# WORK TO DO:
In the material from the line with "Segment every wooden display" to the line with "349;664;597;720", swap "Segment" for "Outline" and keep everything else unchanged. Return only those lines.

>> start DATASET ENTRIES

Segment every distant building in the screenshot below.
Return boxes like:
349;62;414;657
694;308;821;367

>> end DATASET ENTRIES
>> start DATASET ENTRIES

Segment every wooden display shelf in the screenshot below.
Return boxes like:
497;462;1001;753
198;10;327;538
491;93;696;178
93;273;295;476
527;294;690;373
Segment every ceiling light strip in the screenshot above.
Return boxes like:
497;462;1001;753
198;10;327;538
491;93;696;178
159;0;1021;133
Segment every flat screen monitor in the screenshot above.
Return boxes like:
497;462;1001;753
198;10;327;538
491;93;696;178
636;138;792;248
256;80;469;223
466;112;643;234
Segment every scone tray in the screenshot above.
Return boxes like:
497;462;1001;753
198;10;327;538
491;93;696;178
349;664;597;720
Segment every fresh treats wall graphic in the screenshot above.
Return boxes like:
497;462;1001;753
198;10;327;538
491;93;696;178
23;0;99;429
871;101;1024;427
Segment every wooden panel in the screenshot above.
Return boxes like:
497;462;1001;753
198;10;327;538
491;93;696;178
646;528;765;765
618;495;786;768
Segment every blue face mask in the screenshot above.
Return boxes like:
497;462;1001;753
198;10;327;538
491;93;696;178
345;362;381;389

>> end DATASET ENTRIES

# TASK ANSWER:
Outline every wooden display shelf in the screenshot below.
Return boxes like:
497;462;1001;753
198;10;327;538
491;93;696;178
93;273;295;476
527;294;690;373
Outline every ceiling light strip in the screenshot above.
Return boxes like:
497;462;1001;753
198;10;327;538
491;93;696;178
159;0;1021;133
Outline every flat screen monitor in the screenshot above.
Return boxes like:
497;462;1001;753
198;10;327;538
491;93;696;178
636;138;792;248
256;80;469;223
466;112;643;234
Outline every scone tray in the screenshot above.
Return boxes like:
497;462;1001;753
198;10;327;538
491;93;696;178
349;664;597;720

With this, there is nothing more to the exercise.